• Tasks and exercises
1. List the three possible causes of death that the first sentence of the Res Gestae passage gives.
2. Extend the Res Gestae passage with a few more sentences, beginning right after its final one.

• Page extract
_ _ _ _ _ _ _
Res Gestae

Ammianus Marcellinus

Ammianus Marcellinus. Ammianus Marcellinus, with an English translation, Vols. I-III. Rolfe, John C., translator. Cambridge, MA; London: Harvard University Press; W. Heinemann, 1935-1940 (printing).

For it is said that he was unable to endure the unwholesome odour of a recently plastered bedroom, or that his head was swollen from the burning of a great amount of charcoal and so he died, or at any rate that he had a fit of acute indigestion from an immoderate amount of food of different kinds.[*](Sozomenus, vi. 6, Orosius, vii. 31. Zonaras, xiii. 14, D, A, gives the coal gas as the cause. The latter adds that he had drunk to excess and (as some said) was given a poisoned sponge; Chrysostom, Homilia, xv., says directly that he was poisoned. Ammianus, by his reference to Aemilianus, seems to imply that he was strangled; cf. Cic., Pro Milone, 7, 16; Ad Fam.ix. 21, 3.) At all events he died in the thirty-third year of his age.[*](Having reigned 8 months.) The end of his life was like that of Scipio Aemilianus,[*](Livy, Epit. lix.; Val. Max. iv. 1, 12, 3; viii. 15, 4.) but so far as I know no investigation was made of the death of either.
_ _ _ _ _ _ _
• Items
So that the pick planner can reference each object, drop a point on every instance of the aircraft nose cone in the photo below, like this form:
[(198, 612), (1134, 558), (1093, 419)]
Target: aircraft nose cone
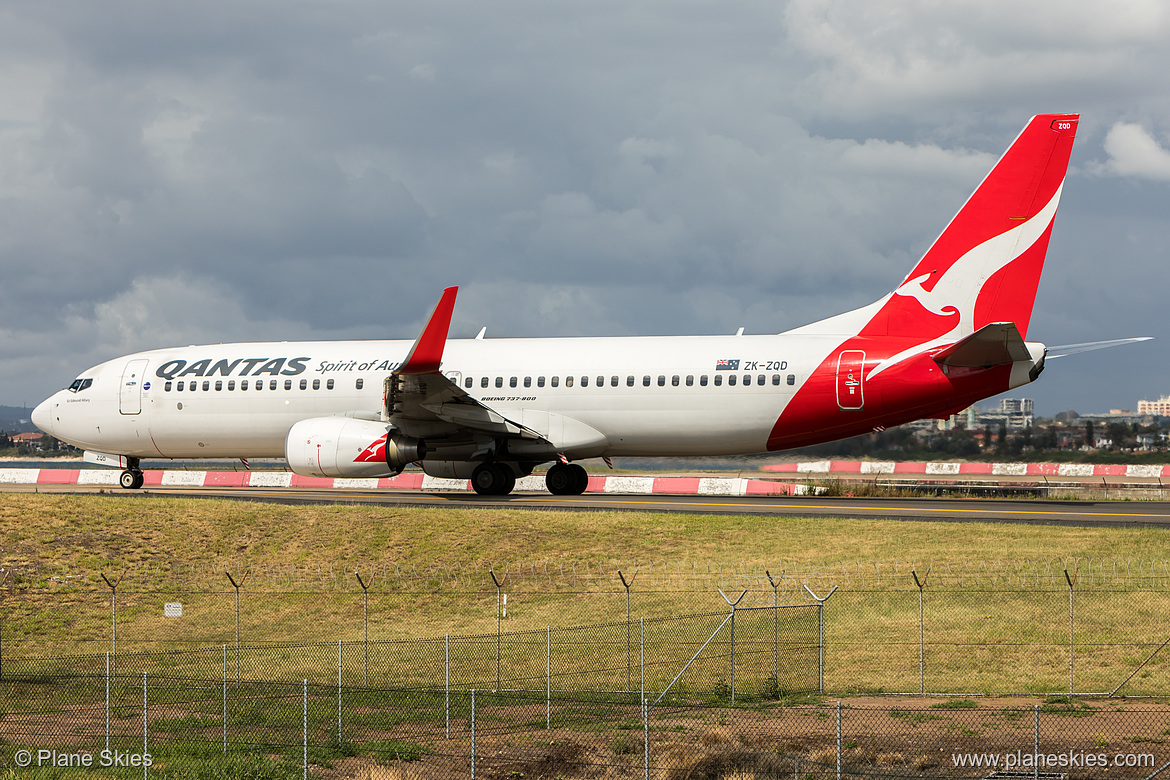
[(42, 415)]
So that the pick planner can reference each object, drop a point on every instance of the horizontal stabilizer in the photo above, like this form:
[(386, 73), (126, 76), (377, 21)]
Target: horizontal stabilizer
[(991, 345), (1066, 350)]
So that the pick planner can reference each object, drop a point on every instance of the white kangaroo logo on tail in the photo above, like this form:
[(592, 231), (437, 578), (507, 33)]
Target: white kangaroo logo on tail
[(956, 292)]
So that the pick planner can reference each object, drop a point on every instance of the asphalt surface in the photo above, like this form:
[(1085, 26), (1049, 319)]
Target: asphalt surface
[(951, 510)]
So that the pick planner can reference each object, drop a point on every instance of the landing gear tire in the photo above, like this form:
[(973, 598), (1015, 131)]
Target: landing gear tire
[(493, 480), (566, 480)]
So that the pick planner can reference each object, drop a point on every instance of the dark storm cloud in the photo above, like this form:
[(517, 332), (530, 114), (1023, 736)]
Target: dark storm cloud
[(302, 170)]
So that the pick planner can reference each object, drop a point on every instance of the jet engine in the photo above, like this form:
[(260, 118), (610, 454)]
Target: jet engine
[(349, 447)]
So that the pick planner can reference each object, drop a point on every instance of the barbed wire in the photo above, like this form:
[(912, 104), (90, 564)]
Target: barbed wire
[(776, 578)]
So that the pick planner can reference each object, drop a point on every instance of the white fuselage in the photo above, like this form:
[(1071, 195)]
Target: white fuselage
[(240, 400)]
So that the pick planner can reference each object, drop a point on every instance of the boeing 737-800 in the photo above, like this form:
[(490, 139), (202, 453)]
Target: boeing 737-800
[(491, 411)]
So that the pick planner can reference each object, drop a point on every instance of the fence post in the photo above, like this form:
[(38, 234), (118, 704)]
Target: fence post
[(548, 678), (1071, 580), (733, 605), (114, 616), (304, 729), (838, 739), (1036, 741), (225, 699), (646, 738), (4, 581), (236, 586), (499, 616), (365, 627), (446, 667), (641, 623), (624, 582), (820, 634), (145, 729), (922, 584), (776, 626)]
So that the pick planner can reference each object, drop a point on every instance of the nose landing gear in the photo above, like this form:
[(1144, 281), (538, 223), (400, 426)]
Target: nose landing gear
[(132, 477)]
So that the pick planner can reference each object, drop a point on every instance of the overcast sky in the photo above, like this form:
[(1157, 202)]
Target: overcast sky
[(177, 173)]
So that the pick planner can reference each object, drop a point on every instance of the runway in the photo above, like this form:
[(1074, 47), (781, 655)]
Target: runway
[(949, 510)]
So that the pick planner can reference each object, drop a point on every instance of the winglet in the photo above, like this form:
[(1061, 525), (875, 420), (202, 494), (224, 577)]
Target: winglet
[(426, 356)]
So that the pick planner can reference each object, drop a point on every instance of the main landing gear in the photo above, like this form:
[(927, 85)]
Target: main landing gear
[(566, 480), (132, 477), (493, 480), (497, 480)]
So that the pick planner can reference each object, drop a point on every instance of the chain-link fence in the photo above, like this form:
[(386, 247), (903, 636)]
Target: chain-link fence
[(935, 629), (177, 725)]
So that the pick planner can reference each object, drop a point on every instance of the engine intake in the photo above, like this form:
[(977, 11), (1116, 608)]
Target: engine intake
[(349, 447)]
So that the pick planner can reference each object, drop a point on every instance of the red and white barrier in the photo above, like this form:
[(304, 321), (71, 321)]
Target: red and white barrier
[(407, 481), (935, 468)]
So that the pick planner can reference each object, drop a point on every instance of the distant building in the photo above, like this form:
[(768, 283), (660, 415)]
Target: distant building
[(1160, 407), (1014, 413)]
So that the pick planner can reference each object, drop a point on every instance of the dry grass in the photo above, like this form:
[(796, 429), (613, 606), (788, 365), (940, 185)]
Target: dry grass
[(1024, 630), (108, 530)]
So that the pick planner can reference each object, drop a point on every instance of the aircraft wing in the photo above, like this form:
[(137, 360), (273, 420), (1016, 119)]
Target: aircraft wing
[(420, 401), (1066, 350)]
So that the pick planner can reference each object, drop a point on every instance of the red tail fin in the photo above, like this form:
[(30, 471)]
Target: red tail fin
[(985, 266)]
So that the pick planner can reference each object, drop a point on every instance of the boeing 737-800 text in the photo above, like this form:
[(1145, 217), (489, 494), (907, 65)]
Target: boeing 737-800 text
[(951, 333)]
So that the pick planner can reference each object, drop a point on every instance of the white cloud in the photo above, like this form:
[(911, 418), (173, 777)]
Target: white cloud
[(1134, 152)]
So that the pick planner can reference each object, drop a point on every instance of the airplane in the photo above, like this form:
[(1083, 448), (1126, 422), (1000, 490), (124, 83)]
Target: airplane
[(491, 411)]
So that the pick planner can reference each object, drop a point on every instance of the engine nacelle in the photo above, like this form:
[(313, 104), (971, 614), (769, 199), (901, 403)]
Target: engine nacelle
[(348, 447)]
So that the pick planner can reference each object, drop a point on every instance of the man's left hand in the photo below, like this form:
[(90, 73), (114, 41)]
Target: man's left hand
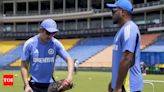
[(118, 90)]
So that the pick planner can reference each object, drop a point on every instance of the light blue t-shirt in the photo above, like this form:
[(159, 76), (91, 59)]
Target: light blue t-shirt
[(125, 40), (41, 57)]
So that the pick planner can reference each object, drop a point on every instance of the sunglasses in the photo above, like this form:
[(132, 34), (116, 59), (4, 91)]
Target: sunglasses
[(114, 10)]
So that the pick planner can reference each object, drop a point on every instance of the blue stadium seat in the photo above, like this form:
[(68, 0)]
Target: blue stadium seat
[(11, 56), (154, 54)]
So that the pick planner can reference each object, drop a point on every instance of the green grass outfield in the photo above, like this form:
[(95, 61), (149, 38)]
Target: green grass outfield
[(83, 81)]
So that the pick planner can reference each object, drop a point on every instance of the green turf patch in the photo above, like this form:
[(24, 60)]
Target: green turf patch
[(83, 81)]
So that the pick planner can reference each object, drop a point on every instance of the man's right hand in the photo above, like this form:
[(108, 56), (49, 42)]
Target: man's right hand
[(109, 87), (28, 89)]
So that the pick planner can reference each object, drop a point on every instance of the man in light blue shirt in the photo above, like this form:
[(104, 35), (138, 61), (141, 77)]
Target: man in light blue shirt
[(126, 72), (39, 52)]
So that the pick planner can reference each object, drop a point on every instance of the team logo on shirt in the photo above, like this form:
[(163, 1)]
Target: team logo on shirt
[(50, 51)]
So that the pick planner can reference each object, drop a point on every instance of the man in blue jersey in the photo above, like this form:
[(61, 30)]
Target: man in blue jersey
[(39, 52), (126, 73)]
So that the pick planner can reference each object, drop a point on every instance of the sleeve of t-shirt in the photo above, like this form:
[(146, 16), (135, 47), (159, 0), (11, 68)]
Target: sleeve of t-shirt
[(61, 51), (26, 52), (129, 39)]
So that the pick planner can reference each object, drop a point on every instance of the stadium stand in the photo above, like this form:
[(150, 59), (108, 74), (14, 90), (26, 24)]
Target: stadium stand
[(87, 48), (6, 46), (102, 59), (69, 43)]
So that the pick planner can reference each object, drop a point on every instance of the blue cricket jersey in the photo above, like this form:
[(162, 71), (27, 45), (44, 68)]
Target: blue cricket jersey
[(125, 39), (41, 57)]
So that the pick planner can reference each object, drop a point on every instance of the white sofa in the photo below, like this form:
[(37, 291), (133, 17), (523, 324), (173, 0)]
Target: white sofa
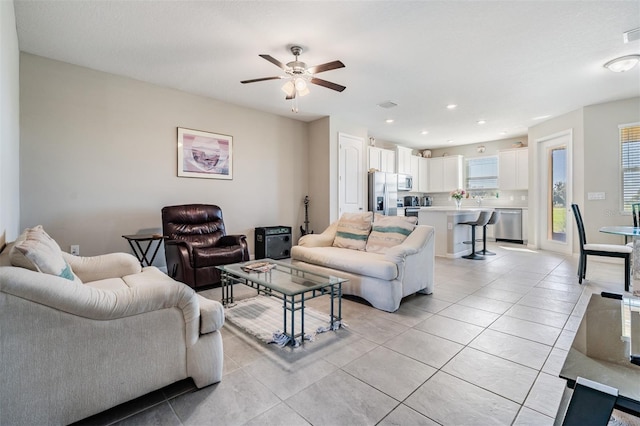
[(382, 279), (73, 348)]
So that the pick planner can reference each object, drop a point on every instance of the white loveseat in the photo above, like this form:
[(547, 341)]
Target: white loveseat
[(71, 348), (382, 278)]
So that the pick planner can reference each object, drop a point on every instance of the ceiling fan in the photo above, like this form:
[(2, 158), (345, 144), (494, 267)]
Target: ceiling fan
[(298, 75)]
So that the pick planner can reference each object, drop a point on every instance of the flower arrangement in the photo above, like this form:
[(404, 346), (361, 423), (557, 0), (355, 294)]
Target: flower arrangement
[(458, 194)]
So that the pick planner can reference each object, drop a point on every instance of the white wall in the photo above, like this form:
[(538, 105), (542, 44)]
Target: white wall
[(602, 152), (99, 158), (9, 125), (596, 163)]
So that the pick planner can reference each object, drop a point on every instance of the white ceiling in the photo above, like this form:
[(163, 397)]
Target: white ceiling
[(502, 61)]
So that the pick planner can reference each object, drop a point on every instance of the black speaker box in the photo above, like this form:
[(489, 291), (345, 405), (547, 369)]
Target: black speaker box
[(273, 242)]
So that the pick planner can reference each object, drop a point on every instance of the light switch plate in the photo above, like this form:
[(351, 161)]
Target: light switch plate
[(595, 196)]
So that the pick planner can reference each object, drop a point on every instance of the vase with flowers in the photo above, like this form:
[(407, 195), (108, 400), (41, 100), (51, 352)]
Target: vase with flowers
[(457, 195)]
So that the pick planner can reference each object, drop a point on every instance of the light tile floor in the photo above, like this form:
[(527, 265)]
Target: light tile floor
[(485, 348)]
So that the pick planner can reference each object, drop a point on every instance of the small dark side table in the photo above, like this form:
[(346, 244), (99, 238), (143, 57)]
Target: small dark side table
[(139, 251)]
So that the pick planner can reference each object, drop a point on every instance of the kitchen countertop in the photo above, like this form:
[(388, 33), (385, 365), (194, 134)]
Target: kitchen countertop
[(471, 208), (453, 209)]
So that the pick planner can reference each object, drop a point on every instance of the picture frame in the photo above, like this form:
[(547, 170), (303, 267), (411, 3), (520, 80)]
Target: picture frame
[(204, 154)]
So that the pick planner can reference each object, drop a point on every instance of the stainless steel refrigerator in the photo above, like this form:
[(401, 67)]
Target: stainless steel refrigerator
[(383, 193)]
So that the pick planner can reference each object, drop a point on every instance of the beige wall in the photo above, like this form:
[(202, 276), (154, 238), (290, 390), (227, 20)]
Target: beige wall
[(9, 125), (571, 121), (98, 157)]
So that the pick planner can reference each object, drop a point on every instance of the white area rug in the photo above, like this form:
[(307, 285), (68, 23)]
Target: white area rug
[(262, 317)]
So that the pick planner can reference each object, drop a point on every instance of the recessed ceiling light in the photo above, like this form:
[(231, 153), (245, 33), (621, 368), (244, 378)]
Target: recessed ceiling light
[(631, 35), (623, 63), (387, 104)]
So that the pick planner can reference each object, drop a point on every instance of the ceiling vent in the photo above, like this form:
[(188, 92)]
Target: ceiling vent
[(631, 35), (387, 104)]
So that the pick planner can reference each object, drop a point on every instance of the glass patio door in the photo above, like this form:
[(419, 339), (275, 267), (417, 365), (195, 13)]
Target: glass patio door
[(555, 217)]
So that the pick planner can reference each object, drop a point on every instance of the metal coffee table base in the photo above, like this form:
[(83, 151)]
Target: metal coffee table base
[(290, 303)]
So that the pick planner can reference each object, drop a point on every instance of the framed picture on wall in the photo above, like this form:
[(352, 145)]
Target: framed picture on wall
[(204, 155)]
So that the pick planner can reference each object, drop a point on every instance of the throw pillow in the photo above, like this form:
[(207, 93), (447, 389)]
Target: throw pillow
[(353, 230), (389, 231), (37, 251)]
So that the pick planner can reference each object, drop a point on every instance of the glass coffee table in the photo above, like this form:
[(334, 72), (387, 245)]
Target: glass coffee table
[(292, 285), (605, 358)]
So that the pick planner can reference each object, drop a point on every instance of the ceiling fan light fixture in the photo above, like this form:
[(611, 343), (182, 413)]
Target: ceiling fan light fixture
[(300, 84), (289, 88), (623, 63)]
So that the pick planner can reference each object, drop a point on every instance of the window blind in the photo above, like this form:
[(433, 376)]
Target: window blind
[(482, 173), (630, 165)]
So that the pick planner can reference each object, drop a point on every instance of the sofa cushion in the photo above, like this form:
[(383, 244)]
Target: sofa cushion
[(353, 230), (389, 231), (354, 261), (34, 249)]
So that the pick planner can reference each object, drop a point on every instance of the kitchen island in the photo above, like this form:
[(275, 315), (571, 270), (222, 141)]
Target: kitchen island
[(450, 235)]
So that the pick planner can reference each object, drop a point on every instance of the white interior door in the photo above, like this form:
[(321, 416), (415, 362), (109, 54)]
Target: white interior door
[(351, 174), (555, 215)]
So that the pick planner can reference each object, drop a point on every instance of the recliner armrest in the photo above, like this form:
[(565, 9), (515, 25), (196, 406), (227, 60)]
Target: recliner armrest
[(231, 240)]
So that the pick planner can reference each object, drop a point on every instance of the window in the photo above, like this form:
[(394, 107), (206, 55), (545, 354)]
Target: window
[(482, 173), (630, 164)]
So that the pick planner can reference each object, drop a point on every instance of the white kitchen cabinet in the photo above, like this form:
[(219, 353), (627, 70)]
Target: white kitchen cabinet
[(436, 174), (420, 173), (423, 174), (388, 160), (445, 173), (453, 172), (404, 160), (381, 159), (513, 169)]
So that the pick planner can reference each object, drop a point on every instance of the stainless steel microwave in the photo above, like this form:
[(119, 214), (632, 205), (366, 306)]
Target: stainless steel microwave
[(405, 182)]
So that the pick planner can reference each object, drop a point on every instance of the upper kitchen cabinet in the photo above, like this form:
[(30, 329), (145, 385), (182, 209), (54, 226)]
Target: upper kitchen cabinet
[(445, 173), (382, 159), (420, 173), (404, 160), (513, 169)]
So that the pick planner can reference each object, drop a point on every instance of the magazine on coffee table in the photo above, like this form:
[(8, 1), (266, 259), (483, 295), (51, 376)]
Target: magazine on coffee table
[(258, 267)]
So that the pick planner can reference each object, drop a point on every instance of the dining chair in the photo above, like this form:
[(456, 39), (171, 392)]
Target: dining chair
[(635, 213), (605, 250)]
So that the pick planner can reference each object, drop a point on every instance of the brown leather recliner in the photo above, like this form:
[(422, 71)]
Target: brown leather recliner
[(197, 242)]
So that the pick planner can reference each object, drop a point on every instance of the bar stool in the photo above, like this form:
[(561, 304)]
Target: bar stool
[(495, 217), (482, 220)]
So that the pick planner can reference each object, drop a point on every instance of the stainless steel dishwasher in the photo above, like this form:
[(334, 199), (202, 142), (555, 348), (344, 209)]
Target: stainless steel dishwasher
[(509, 227)]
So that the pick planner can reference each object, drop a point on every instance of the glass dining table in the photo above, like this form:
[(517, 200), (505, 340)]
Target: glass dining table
[(634, 232)]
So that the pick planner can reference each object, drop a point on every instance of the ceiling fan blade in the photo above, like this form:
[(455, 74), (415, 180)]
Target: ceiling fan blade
[(326, 67), (327, 84), (274, 61), (261, 79)]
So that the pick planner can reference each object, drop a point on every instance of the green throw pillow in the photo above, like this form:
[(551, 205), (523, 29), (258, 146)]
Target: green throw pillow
[(353, 230), (36, 250), (389, 231)]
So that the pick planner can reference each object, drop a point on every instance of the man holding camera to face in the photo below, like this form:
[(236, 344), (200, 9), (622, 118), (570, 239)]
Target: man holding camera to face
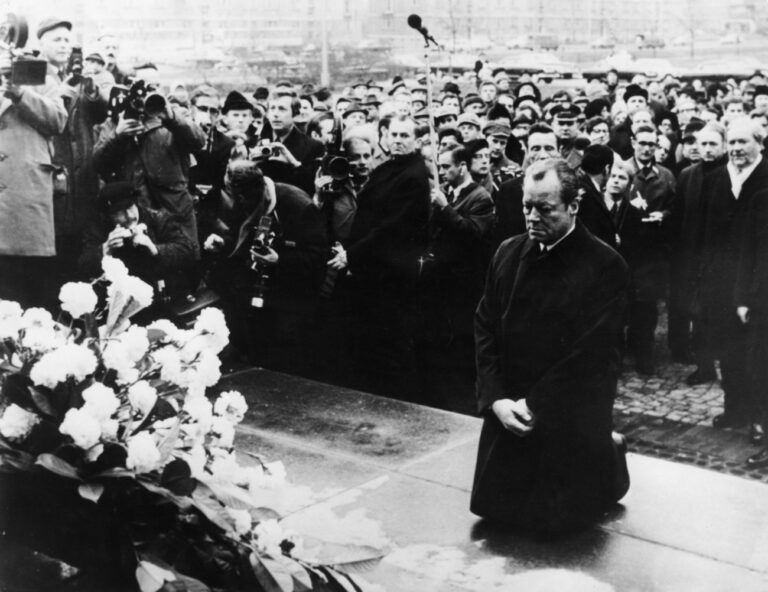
[(76, 183), (30, 115), (151, 243), (293, 156), (148, 143), (266, 246)]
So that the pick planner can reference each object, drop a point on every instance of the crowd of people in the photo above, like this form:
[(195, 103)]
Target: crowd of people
[(348, 239)]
_ _ _ _ _ _ _
• Answers in order
1.
- He could not endure the unwholesome odor of a recently plastered bedroom.
- His head swelled from the burning of a great amount of charcoal.
- He had a fit of acute indigestion from an immoderate amount of food of different kinds.

2.
He walked with a dignified bearing; his expression was very cheerful. His eyes were gray. He was so unusually tall that for some time no imperial robe could be found that was long enough for him. He took as his model Constantius, often spending the afternoon in some serious occupation, but accustomed to jest in public with his intimates.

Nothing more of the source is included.